### Task data

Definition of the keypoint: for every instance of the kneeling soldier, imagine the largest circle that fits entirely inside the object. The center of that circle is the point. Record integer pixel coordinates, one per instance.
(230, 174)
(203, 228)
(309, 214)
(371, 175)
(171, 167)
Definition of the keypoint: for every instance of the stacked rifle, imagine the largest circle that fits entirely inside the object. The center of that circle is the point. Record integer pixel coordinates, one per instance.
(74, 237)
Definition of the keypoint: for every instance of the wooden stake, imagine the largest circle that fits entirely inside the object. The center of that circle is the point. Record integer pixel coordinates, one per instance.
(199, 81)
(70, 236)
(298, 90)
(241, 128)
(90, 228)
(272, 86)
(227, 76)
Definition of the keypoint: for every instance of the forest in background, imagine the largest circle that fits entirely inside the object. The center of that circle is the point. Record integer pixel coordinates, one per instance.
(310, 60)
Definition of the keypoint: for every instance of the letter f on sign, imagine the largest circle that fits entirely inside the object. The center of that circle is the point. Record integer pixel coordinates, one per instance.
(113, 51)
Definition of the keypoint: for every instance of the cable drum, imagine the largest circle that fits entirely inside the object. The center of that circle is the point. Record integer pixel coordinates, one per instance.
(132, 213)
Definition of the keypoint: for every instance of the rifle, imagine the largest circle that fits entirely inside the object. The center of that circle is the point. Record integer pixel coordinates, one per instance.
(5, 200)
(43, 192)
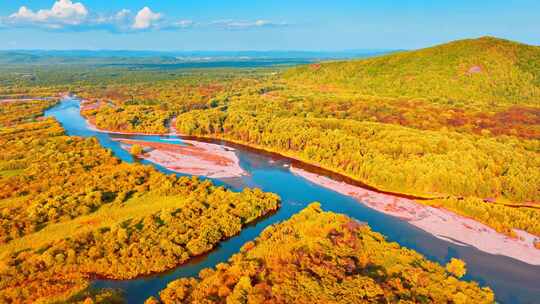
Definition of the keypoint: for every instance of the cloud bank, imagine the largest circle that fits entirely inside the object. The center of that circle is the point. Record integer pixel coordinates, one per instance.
(67, 15)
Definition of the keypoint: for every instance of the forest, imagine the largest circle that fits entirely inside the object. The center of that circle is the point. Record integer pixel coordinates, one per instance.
(322, 257)
(70, 211)
(465, 129)
(457, 124)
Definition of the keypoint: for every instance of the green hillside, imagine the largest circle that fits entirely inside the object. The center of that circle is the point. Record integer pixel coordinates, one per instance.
(467, 71)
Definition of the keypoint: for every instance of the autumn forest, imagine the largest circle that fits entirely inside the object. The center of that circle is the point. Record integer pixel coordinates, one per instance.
(453, 128)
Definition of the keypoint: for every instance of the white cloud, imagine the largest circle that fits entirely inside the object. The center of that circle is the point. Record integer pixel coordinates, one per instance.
(239, 25)
(63, 12)
(145, 19)
(70, 15)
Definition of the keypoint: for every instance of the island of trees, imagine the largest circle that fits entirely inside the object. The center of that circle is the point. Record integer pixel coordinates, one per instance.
(322, 257)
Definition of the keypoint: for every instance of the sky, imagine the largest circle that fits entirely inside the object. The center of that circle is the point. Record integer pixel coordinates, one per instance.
(183, 25)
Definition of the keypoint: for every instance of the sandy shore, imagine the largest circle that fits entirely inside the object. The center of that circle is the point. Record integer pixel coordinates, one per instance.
(439, 222)
(197, 158)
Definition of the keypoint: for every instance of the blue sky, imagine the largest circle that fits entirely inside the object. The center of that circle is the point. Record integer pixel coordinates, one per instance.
(261, 25)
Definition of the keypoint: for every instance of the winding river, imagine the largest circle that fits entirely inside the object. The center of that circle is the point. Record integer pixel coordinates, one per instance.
(513, 281)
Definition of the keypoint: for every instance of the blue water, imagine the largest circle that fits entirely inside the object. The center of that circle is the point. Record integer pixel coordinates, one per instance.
(513, 281)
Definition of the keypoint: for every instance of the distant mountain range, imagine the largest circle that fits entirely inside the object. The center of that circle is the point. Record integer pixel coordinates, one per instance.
(44, 57)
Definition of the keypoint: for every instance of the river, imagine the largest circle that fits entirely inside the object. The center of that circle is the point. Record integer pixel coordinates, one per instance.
(513, 281)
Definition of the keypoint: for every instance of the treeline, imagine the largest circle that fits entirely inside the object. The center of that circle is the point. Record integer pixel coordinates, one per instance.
(70, 211)
(478, 71)
(392, 157)
(129, 119)
(15, 112)
(322, 257)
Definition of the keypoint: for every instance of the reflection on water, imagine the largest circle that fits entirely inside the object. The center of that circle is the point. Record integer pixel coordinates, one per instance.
(513, 281)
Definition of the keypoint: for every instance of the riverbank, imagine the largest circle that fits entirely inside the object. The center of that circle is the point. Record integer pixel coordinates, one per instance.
(196, 158)
(436, 221)
(439, 222)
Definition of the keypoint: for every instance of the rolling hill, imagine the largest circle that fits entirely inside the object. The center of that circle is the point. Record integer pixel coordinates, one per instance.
(480, 70)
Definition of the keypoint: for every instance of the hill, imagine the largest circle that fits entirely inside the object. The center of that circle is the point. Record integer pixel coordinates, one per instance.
(476, 70)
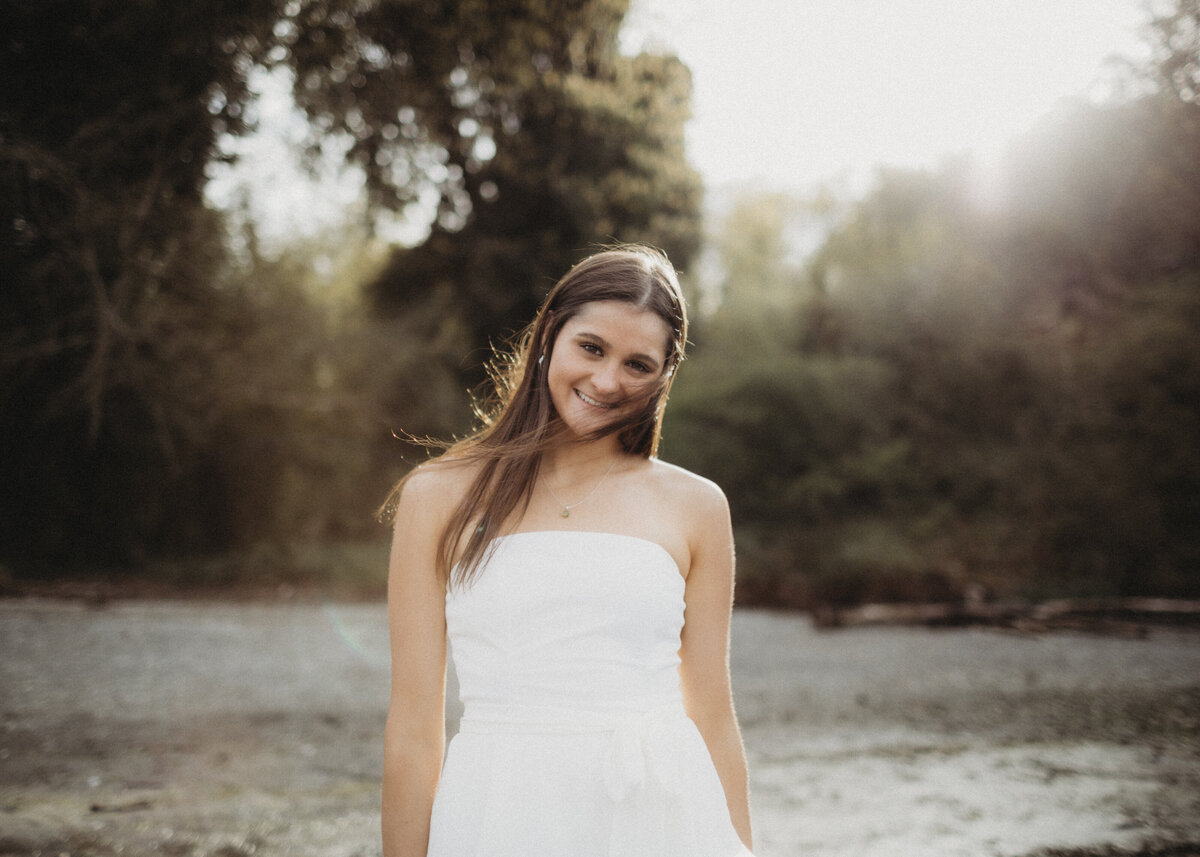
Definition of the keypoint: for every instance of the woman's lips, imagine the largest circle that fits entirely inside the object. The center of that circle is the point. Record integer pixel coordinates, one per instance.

######

= Exercise brief =
Every entry above should be returned exactly, with no images included.

= Result of this task =
Definition of the keypoint: for every instance of the kneeling soldier, imagine the largest circle that fits entirely inside the object. The center of that circle is the point. Record integer pixel coordinates, one per instance.
(230, 174)
(203, 228)
(309, 214)
(371, 175)
(171, 167)
Definition of the keypoint: for every instance of the stacked rifle, imagine the largest circle that fits entirely inside the object. The center of that circle is the point. Record integer pixel coordinates, one per instance.
(74, 237)
Definition of the keypoint: for every instance of the wooden stake, imagine the largest circle that fits entirely inside the object. The center of that circle is the point. Record integer pixel coordinates, one per instance.
(199, 81)
(70, 236)
(298, 90)
(241, 128)
(90, 228)
(272, 86)
(227, 76)
Definition of the keypoint: for every instance of the forest in background, imagine the largest circle that fits entirely inside the object. The center of that circle is the point. Record integer pixel coordinates, one per instance.
(310, 60)
Definition of the keypoint: for every instance of the letter f on sign, imagine the largest circle that fits entirely inside the object. The center of that circle is the point. Record integer pixel coordinates, one per instance.
(113, 51)
Definition of the keypoint: for every instance of the cable drum, imagine the largest circle that fits entirely inside the object. The center of that circle is the point. Record integer pixel coordinates, one per instance.
(132, 213)
Definition of the keypoint: for every instance of the rifle, imagine the largest circle that fits entirely inside the object. The center of that circle is the point. Record integer pixel coordinates, one per instance.
(5, 200)
(43, 192)
Definition of the keypoint: for every instance of the cloud bank, imagine the largest circle that fits entirely inside the object. The center of that circle is the point. Record integer pixel coordinates, one per instance.
(67, 15)
Definition of the keypoint: for every instance of the forest, imagine the largest circle that fits entirely inside the object. The center of that circle is the point. Record integer pixel coordinates, one per instance.
(322, 257)
(70, 211)
(465, 129)
(457, 124)
Definition of the keypoint: for every instance of the green hillside, imagine the largest circle that fits entirely inside the object. The center of that circle is the point. Record integer pixel coordinates, one per instance.
(467, 71)
Definition of the keypoint: for every instance of the autumn forest, imagine the largest circle that fits entirely inside the object. The center of that circle is the point. Record integer pixel coordinates, one per instance.
(453, 128)
Definition of the keypoint: for every instance of the white cloud, imagine the largest circle that fits entirely inside the object. The center of that circle is the point. Record integer pixel coordinates, one per instance.
(239, 25)
(63, 12)
(145, 19)
(70, 15)
Definition of the keypoint: for every instance of the island of trees, imagine the largest circle that fits entirely inside the object. The center of that circle is the point. Record integer pixel coordinates, one per instance.
(322, 257)
Definition of the keypoint: for every instance of the sky, imagine the largest circle that fits entirely inside the object. The center of that circle is the point. Record integer pixel coordinates, one per instance.
(183, 25)
Definition of the keypoint: for every instance of the sandy shore, imagine the largest circle that fits entirely inside the object. The center of that circle is the point. Record integer pixel coordinates, one per instance.
(439, 222)
(197, 158)
Definition of the keypoint: for every instance of the blue sky, imagine the largest circle that fits entirely inside the object. The center of that circle is the point. Record integer pixel coordinates, one per instance.
(261, 25)
Definition of the keypoint: for every instance of the winding river, imagine the largest circle that fits entirely inside the object. The center of that circle is the point. Record integer pixel coordinates, one per instance.
(513, 281)
Definition of the keypoint: for every instance of the blue water, imagine the largest circle that fits entirely inside the object. The center of that circle is the point. Record integer pixel coordinates, one per instance.
(513, 281)
Definition of the keypoint: for every instance of the distant mountain range, imagine the largest circle that fits entirely inside the object. The center of that circle is the point. Record integer pixel coordinates, one per instance.
(44, 57)
Definition of the keypoint: for every instance of the river, imagine the largest circle that fits entirely inside the object. The center of that circle is the point. Record integer pixel coordinates, one per instance.
(513, 281)
Definition of the keypoint: for every instance of the treeline, imagine the largest circle that fits entirely inside the object. The center of that circle is the point. Record integer pixel coordinates, one per instance.
(70, 211)
(478, 71)
(392, 157)
(129, 119)
(15, 112)
(322, 257)
Definition of the keypoint: for every instance of the reflection on water, imagine the largest circle that fits entirely inside the object. The center of that circle is the point. Record integer pixel coordinates, one per instance.
(513, 281)
Definition of the keypoint: for every instance of the riverbank, imagine the largest circle that fits entirely inside the object. The center of that circle is the point. Record integer pixel coordinates, one per instance.
(196, 158)
(436, 221)
(439, 222)
Definition of the keypoint: for every instance of the rolling hill, imagine the largest circle that fits entirely inside the object. The center of that circle is the point. Record integer pixel coordinates, one per instance.
(480, 70)
Definition of the keypoint: for every instance of the hill, imagine the largest circle that fits entirely inside the object. The center of that circle is the point. Record integer pixel coordinates, one per instance.
(476, 70)
Definition of the keypoint: for every instance of the woman's lips, imagine the largest circle that fits entirely inside the object. The center of that circle is the point. Record integer pixel coordinates, one per instance.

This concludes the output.